### [What you have to do]
Return the portion of the rigid-body dynamics passage below that starts with "Thus with these" and goes on through "throughout the paper.", copied word for word.

-- Start of Source document --

Pulling back to the body frame of \(\mathcal {B}_i\) using \(A_i^{-1} = A_i^T\) we get the body angular momentum vector

$$\begin{aligned} M_i(t)= I_i \Omega _i(t), \end{aligned}$$

which satisfies the differential equation

$$\begin{aligned} \dot{M}_i = M_i\times \Omega _i +T_i, \end{aligned}$$

where

$$\begin{aligned} T_i(Z) = A_i^T \tau _i = -\sum _{j\ne i}\int _{\mathcal {B}_i}\int _{\mathcal {B}_j}\frac{Q_i\times (A_i^T(q_i-q_j+A_i Q_i-A_jQ_j))\,dm_i\,dm_j}{|q_i-q_j+A_i Q_i-A_j Q_j|^3}. \end{aligned}$$

It is possible to interpret the torque vectors as derivatives of the Newtonian potential with respect to the rotation matrices \(A_i\). To see this, note that a tangent vector to \(\mathbf {SO}(3)\) at the matrix \(A_i\) is represented by a curve of rotation matrices \(A_iR(t)\) where \(R(t)\in \mathbf {SO}(3)\) and \(R(0) = \mathbb {I}\). The matrix \(\hat{\rho }=\dot{R}(0)\in \mathbf {SO}(3)\) can be identified with a vector \(\rho \in \mathbb {R}^3\) in the usual way via the cross-product. Let \(Z_i(t)\) be the curve in configuration space where \(A_i\) is replaced by \(A_iR(t)\) and all other variables are unchanged. Then after some computation we find

$$\begin{aligned} \frac{d}{dt}U(Z(t))|_{t=0} = T_i(Z)\cdot \rho . \end{aligned}$$

Thus with these identifications, the torque vector \(T_i(Z)\) becomes a kind of partial gradient of U(Z) with respect to \(A_i\). By abuse of notation we will write \(T_i(Z) = U_{A_i}(Z)\). We will use this approach to handle differentiation with respect to the orthogonal matrices \(A_i\) throughout the paper.

Thus we have arrived at the equations of motion

$$\begin{aligned} \begin{aligned} m_i\ddot{q}_i&= f_i(Z) = U_{q_i}(Z)\\ \dot{M}_i&= M_i\times \Omega _i +T_i(Z) = M_i\times \Omega _i +U_{A_i}(Z) \\ \dot{A}_i&= A_i \hat{\Omega }_i \end{aligned} \end{aligned}$$
(5)

with \(M_i = I_i \Omega _i\) and \(T_i\) the total torque on \(\mathcal {B}_i\) in the body frame. Since the inertia matrices \(I_i\) are invertible, these determine a system of first order differential equations on the phase space \(T\tilde{\mathcal {U}}\).

-- End of Source document --
-- Start of Records supplied --

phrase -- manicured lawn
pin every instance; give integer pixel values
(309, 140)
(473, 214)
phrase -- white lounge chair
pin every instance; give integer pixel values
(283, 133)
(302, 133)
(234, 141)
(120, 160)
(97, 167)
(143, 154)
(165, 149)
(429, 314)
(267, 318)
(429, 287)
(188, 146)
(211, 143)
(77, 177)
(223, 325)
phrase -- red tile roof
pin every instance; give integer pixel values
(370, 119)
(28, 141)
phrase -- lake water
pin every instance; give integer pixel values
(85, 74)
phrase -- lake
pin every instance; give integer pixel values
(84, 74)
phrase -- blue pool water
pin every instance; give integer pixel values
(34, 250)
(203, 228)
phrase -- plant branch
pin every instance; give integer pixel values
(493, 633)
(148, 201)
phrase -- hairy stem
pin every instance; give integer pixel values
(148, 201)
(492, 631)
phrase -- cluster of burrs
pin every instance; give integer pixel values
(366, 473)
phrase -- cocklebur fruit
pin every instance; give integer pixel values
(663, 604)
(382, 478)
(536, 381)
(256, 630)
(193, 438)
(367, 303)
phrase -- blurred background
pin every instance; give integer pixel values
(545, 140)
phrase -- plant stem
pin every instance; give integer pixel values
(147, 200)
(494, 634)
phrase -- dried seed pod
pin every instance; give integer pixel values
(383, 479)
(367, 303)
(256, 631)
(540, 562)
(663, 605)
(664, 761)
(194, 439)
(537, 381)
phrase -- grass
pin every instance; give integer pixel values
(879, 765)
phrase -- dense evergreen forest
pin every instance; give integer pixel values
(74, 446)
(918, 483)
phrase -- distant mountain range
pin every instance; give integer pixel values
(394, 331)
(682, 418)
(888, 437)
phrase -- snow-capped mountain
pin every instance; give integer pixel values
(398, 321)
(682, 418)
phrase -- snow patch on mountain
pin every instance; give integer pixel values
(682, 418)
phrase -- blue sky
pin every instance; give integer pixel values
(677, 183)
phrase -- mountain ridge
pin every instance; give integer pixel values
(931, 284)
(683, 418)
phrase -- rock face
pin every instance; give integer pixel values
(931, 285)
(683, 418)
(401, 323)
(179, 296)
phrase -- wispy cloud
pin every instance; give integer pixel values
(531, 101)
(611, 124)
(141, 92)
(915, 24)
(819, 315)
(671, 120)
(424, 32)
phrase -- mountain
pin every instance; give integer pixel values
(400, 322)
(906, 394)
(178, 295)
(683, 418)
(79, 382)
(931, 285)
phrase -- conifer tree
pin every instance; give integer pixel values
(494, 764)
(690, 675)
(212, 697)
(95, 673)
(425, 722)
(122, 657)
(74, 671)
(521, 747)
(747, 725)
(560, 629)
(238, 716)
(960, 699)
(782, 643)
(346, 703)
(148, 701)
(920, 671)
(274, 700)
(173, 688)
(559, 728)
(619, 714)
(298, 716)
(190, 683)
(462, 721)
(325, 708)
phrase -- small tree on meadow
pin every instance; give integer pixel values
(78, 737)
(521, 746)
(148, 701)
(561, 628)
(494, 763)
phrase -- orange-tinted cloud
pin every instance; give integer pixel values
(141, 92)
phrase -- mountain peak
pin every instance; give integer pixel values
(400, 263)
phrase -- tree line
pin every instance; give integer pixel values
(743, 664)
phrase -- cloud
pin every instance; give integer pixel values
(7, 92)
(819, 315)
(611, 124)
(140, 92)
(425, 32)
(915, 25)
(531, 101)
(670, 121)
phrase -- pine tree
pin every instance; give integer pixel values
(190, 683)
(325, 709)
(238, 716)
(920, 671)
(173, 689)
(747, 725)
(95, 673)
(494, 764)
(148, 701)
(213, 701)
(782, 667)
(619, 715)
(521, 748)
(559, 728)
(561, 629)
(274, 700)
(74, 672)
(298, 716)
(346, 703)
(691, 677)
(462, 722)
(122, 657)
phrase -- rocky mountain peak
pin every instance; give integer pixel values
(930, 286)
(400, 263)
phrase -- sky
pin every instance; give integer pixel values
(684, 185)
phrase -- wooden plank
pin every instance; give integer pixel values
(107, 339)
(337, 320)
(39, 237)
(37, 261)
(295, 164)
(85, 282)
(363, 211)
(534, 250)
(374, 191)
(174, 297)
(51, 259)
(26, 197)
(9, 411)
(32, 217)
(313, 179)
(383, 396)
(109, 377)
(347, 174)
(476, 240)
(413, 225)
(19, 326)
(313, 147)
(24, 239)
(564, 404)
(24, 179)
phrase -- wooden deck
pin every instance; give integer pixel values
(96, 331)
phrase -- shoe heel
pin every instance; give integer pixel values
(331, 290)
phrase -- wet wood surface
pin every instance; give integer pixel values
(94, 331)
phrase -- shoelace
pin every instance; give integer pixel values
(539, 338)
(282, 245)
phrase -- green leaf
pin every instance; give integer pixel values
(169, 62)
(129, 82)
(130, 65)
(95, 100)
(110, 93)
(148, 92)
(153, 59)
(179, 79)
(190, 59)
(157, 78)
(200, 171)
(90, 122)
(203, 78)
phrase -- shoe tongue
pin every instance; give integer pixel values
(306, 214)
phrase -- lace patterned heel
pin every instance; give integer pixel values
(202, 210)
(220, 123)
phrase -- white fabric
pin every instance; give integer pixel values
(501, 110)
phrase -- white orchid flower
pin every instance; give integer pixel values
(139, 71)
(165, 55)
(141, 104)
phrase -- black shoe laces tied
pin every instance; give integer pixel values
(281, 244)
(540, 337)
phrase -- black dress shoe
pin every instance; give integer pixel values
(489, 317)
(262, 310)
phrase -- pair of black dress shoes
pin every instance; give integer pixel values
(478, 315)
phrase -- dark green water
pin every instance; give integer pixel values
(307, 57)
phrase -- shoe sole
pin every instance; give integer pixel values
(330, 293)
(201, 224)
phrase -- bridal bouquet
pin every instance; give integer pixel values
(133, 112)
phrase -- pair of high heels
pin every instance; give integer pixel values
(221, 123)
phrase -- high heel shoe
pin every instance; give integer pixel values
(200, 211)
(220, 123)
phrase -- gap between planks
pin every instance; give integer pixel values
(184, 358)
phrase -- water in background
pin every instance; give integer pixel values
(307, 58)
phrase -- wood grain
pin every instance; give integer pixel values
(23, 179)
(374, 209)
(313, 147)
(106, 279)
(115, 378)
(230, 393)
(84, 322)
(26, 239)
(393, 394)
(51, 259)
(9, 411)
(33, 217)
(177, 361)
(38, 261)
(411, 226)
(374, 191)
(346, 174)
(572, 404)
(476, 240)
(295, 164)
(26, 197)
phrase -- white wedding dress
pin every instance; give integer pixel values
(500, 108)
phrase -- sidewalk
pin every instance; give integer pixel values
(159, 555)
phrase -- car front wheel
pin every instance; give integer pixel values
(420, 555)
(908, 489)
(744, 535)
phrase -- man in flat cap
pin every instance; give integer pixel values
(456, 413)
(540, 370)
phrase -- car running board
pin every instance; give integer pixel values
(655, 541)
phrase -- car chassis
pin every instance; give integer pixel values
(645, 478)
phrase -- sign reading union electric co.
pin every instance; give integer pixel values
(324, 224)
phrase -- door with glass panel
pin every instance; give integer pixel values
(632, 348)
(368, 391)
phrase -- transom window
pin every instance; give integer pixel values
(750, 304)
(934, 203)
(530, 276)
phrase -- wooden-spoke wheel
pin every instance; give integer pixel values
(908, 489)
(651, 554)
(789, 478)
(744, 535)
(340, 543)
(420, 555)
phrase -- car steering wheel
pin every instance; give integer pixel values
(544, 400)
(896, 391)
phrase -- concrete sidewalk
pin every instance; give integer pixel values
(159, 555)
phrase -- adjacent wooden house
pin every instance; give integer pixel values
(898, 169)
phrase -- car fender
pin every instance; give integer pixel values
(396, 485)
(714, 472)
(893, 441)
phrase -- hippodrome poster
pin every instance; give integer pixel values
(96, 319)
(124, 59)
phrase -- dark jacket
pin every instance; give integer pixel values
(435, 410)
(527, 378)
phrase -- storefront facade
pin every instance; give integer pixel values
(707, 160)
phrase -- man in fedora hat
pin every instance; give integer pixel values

-- End of Records supplied --

### [Final result]
Thus with these identifications, the torque vector \(T_i(Z)\) becomes a kind of partial gradient of U(Z) with respect to \(A_i\). By abuse of notation we will write \(T_i(Z) = U_{A_i}(Z)\). We will use this approach to handle differentiation with respect to the orthogonal matrices \(A_i\) throughout the paper.